_RECORDS SHOWN:_
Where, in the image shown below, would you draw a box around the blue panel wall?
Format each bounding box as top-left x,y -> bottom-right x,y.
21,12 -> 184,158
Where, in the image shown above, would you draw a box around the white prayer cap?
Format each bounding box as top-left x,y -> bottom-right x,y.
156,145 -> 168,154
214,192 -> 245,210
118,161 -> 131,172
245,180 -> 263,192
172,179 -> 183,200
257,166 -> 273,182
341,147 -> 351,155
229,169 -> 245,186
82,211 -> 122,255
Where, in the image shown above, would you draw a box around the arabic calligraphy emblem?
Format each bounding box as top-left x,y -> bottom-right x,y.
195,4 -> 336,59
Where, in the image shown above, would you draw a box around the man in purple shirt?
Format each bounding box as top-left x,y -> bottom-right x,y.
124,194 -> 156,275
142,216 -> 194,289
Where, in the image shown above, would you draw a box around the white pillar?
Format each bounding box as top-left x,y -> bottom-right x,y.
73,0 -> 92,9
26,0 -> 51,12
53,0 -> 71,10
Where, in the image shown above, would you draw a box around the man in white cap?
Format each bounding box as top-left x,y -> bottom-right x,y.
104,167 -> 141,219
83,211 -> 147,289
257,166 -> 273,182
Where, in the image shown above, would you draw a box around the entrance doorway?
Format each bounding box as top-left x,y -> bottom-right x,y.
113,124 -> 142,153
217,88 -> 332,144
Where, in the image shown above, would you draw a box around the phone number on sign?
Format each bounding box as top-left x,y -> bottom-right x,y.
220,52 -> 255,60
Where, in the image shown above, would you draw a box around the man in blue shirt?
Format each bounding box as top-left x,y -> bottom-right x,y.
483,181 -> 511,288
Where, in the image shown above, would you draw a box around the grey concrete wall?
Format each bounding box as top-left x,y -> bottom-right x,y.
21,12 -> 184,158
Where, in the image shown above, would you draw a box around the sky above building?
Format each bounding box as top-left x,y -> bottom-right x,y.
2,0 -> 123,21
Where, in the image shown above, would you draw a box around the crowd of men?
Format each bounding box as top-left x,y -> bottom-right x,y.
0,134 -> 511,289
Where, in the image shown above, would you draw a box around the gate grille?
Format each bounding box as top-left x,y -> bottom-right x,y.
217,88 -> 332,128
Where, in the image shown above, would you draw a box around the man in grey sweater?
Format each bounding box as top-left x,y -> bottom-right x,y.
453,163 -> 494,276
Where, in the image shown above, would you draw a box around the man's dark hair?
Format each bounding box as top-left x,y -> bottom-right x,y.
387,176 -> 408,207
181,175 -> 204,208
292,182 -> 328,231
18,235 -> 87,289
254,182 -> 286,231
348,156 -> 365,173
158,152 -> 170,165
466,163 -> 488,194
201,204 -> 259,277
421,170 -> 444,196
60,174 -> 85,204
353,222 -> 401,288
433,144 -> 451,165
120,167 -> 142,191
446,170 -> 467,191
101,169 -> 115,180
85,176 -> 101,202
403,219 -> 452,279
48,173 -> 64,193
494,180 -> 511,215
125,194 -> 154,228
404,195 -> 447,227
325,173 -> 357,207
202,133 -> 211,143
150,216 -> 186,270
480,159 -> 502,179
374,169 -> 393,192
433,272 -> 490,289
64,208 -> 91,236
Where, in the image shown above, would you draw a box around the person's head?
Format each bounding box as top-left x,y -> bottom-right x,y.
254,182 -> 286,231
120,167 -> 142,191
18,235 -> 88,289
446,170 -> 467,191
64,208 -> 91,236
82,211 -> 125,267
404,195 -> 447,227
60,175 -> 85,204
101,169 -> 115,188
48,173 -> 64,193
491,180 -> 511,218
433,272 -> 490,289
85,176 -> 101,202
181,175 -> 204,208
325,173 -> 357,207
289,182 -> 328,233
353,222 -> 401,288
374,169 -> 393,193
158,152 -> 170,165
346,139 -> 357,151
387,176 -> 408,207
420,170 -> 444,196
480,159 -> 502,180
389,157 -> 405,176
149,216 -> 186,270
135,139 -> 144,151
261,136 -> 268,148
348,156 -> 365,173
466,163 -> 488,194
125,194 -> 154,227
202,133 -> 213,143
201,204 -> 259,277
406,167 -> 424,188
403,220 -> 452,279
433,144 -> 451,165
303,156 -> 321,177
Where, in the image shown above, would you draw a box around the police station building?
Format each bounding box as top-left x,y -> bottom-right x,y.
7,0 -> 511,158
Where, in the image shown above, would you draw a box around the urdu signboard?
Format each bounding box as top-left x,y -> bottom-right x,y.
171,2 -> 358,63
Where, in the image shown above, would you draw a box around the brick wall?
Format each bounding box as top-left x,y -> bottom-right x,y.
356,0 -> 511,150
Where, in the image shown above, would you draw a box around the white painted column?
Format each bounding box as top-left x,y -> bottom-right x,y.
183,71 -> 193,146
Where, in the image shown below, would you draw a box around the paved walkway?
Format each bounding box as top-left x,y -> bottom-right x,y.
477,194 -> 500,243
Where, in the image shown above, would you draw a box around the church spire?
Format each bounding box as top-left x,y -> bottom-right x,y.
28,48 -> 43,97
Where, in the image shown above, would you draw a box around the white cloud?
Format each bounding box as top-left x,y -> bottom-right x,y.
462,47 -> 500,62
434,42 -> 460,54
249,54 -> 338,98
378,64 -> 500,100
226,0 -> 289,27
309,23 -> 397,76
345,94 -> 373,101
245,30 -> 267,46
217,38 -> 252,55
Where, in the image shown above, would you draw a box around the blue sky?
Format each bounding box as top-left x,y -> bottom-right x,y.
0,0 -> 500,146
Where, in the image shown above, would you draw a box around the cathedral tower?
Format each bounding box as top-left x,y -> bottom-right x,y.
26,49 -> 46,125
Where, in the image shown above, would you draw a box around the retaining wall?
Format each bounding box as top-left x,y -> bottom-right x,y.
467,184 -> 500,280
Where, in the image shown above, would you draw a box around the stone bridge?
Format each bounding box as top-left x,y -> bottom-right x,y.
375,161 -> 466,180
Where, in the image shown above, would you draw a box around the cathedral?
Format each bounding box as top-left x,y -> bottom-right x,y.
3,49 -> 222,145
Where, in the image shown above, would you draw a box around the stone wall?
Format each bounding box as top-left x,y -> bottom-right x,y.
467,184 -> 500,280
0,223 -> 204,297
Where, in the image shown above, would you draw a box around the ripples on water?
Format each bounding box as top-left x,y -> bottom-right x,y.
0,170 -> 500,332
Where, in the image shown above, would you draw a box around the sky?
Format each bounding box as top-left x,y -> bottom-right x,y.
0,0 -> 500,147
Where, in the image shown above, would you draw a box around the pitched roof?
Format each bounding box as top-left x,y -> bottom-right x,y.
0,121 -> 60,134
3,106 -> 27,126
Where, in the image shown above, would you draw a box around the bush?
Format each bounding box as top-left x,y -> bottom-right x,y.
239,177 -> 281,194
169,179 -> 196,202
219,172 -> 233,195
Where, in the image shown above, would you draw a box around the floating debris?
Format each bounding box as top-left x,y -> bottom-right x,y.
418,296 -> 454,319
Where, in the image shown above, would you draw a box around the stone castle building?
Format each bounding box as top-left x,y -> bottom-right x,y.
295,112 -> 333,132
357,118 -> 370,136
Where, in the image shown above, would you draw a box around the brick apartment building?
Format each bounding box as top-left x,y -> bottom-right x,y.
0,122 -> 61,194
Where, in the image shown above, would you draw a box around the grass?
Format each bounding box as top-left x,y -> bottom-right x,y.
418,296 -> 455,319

_PROBLEM TO WORK ON:_ Convert the listing, from the line with "the entrance doorway?" to the line with "483,181 -> 511,288", into a JSON list of strings with one string per line and no blank lines.

_ANSWER TO THIS EXERCISE:_
[
  "Where, in the image shown above, would you draw a box around the entrance doorway?",
  "Format each bounding box as top-left x,y -> bottom-right x,y.",
  "113,124 -> 142,153",
  "217,88 -> 332,144",
  "Where, in the image shown above, would you draw a box around the phone number on sign?",
  "Format each bounding box as top-left x,y -> bottom-right x,y.",
  "220,52 -> 255,60",
  "Where, in the image shown above, would you draw a box around the man in blue shirt?",
  "Format each bounding box as top-left x,y -> bottom-right x,y.",
  "483,181 -> 511,288"
]